* **What you are asked to do**
Pick out each line in the data below that contains the word "distant", and copy those lines.

########################################

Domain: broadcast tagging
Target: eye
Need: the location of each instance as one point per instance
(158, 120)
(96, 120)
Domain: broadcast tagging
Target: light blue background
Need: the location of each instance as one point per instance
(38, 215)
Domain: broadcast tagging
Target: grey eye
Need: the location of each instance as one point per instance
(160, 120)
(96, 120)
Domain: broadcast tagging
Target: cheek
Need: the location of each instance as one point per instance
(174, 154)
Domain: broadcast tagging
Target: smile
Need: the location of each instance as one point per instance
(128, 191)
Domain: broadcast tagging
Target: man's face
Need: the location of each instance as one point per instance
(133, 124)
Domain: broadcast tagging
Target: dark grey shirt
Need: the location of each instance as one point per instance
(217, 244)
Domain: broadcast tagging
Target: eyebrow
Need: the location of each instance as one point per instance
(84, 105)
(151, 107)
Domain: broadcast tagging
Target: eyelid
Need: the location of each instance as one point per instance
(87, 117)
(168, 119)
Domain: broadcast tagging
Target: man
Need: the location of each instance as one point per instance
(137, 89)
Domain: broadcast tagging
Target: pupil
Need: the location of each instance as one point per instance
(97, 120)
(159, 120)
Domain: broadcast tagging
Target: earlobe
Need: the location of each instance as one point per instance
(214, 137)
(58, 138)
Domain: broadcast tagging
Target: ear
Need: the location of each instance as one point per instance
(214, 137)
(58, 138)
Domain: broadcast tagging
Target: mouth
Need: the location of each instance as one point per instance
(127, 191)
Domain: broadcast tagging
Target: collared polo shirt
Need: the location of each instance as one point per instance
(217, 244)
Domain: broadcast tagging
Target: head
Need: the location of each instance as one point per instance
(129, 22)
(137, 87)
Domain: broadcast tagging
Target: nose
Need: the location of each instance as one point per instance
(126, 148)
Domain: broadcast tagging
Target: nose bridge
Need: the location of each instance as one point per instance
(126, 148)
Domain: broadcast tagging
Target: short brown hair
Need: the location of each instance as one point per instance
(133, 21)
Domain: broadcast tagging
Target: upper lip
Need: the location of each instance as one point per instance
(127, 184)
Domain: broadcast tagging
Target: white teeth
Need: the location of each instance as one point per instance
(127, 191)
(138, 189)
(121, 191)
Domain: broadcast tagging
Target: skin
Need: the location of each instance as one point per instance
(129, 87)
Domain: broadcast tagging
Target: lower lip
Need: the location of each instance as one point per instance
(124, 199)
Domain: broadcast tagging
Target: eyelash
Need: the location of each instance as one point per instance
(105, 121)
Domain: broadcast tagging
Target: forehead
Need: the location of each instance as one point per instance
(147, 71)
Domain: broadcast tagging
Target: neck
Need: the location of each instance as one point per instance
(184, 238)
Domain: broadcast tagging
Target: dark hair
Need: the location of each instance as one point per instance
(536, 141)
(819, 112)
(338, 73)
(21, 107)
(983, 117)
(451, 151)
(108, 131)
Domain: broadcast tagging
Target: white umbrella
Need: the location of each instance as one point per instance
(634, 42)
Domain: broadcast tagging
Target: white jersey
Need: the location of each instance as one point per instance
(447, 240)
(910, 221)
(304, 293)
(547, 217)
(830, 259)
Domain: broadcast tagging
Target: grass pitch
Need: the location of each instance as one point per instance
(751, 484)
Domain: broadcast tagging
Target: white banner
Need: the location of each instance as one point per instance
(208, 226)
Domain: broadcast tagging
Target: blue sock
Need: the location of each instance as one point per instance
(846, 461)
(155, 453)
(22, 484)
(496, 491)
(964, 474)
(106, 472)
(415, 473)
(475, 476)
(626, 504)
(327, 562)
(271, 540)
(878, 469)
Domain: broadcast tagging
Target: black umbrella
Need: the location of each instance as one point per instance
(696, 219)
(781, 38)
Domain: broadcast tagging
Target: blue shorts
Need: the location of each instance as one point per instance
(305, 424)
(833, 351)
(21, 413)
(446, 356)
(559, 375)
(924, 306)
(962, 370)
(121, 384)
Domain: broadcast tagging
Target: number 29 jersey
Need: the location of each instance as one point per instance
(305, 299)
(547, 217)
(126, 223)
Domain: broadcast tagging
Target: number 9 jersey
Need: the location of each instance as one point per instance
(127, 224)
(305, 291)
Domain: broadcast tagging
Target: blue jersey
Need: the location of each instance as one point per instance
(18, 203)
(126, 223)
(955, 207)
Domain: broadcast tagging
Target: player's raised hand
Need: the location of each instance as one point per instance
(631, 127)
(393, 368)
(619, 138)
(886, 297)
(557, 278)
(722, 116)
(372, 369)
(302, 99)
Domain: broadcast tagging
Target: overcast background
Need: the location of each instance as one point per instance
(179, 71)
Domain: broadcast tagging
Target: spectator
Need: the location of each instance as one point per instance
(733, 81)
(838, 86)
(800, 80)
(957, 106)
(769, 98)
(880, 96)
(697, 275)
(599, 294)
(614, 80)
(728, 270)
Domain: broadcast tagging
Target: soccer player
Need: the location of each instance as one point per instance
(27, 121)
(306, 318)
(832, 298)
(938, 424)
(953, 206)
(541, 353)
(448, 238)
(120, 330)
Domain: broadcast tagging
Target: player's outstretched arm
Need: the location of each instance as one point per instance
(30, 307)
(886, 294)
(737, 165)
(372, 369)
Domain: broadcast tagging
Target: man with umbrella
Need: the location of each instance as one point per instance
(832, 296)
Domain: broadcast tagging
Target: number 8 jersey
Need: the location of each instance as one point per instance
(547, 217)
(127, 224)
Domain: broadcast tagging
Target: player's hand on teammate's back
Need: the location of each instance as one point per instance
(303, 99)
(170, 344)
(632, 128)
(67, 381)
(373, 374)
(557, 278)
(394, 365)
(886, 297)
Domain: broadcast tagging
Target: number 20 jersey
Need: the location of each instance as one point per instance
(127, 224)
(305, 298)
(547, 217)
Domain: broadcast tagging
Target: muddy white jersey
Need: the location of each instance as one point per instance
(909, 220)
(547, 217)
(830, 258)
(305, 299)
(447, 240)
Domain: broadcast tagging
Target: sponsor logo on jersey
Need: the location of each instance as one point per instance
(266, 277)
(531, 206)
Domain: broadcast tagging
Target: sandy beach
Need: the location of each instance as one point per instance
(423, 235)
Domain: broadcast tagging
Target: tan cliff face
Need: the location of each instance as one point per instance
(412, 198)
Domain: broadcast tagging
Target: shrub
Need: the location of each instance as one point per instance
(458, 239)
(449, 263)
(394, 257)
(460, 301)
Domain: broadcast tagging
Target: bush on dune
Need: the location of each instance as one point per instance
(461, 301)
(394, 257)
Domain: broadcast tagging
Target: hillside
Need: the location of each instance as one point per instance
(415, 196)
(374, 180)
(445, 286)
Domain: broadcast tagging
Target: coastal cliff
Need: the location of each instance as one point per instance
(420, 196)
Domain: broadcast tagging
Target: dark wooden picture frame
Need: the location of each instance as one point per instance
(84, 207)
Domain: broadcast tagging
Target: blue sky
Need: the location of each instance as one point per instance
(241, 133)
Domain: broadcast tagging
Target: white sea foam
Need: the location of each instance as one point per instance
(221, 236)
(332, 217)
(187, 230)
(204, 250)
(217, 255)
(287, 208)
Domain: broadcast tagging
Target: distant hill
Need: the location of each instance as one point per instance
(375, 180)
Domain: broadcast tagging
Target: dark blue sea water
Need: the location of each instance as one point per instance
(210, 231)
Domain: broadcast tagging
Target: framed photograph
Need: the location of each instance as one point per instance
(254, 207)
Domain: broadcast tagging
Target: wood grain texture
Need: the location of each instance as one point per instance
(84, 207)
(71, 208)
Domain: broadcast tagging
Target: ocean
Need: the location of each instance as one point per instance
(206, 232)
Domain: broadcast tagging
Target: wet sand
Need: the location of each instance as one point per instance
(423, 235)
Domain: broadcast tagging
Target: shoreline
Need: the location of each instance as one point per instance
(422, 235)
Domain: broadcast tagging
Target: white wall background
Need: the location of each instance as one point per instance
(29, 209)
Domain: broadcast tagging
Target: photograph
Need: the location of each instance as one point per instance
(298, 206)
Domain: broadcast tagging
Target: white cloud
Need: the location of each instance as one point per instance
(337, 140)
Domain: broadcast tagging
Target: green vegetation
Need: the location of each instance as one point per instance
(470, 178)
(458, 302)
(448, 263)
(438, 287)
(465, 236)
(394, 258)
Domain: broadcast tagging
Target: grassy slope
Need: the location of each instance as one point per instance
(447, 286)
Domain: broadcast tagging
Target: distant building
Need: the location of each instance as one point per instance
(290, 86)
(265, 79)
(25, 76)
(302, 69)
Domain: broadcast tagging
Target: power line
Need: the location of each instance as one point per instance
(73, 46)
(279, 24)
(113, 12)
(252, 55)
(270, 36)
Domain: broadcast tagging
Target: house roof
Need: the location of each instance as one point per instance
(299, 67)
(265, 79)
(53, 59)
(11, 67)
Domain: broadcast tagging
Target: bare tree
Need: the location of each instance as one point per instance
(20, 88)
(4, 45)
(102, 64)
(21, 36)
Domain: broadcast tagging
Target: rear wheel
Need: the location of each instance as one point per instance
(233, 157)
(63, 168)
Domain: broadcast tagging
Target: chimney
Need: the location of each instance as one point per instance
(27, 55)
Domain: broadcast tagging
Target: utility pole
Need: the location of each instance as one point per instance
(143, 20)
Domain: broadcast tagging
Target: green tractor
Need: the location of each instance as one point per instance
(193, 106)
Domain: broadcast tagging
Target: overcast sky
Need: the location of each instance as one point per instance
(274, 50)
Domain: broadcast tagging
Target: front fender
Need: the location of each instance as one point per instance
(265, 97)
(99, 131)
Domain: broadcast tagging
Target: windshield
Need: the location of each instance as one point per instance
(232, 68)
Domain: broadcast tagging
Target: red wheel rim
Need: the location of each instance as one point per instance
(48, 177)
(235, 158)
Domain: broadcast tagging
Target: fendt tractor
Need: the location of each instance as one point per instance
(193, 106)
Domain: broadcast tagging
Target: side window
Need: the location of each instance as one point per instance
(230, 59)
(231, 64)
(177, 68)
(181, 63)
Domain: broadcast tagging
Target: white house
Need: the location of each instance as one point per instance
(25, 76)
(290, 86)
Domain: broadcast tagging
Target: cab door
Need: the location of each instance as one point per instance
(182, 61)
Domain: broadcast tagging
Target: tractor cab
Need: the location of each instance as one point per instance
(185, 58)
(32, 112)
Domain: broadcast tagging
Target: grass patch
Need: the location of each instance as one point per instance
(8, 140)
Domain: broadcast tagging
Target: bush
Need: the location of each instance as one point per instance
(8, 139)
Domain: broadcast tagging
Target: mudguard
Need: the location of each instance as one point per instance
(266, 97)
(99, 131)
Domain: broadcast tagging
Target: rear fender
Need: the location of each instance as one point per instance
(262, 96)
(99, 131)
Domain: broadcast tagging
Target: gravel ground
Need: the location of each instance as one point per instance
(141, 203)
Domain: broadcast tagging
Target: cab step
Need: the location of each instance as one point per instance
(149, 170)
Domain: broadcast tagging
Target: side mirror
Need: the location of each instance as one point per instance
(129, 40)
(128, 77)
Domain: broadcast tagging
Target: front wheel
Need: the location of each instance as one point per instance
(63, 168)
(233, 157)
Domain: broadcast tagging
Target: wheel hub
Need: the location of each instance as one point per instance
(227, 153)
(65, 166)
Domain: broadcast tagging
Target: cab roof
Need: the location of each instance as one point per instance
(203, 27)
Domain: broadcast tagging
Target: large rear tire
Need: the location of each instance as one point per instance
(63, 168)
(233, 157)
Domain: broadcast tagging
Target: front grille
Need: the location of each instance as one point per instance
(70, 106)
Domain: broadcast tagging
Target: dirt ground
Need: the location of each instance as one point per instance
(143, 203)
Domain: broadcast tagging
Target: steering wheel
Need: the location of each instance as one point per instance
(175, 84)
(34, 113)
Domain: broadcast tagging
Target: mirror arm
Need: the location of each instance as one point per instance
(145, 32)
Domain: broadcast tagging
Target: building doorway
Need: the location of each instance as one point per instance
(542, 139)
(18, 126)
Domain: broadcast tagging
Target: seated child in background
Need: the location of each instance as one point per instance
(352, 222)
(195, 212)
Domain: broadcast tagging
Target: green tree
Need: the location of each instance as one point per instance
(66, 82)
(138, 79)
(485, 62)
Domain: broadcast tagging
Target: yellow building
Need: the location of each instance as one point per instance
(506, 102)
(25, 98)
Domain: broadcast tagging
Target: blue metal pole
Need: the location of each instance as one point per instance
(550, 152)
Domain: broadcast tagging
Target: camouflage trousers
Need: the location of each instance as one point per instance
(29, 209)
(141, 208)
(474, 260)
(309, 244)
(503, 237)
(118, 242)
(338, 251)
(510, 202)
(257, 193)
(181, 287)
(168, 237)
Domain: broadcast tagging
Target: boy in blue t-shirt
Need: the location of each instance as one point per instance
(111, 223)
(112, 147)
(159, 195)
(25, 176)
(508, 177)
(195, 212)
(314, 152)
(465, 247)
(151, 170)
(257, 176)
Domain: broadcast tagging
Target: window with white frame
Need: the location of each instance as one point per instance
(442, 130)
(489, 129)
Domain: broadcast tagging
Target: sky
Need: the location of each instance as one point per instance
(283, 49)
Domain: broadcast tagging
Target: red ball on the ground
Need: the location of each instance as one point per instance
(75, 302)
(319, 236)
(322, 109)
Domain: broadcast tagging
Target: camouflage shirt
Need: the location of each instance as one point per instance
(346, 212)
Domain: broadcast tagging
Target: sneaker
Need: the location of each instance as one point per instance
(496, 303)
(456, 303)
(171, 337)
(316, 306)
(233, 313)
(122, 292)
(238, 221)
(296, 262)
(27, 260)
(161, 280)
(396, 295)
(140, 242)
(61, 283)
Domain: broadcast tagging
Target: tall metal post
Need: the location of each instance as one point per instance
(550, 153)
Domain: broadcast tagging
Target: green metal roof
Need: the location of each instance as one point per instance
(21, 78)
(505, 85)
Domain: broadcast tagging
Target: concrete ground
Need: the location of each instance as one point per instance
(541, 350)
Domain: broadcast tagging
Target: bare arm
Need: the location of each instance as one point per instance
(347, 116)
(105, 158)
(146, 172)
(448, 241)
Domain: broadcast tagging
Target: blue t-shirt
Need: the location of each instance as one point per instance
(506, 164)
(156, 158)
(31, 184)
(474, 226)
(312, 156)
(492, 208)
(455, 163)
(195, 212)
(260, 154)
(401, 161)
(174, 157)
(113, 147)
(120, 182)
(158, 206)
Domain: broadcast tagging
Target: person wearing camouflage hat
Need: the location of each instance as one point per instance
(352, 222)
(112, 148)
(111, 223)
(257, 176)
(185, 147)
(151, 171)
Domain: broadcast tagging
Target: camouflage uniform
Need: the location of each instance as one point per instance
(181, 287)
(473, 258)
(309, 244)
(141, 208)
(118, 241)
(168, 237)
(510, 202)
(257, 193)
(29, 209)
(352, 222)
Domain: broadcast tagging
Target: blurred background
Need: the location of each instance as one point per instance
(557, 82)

########################################

* **The result**
Target: distant hill
Target: distant building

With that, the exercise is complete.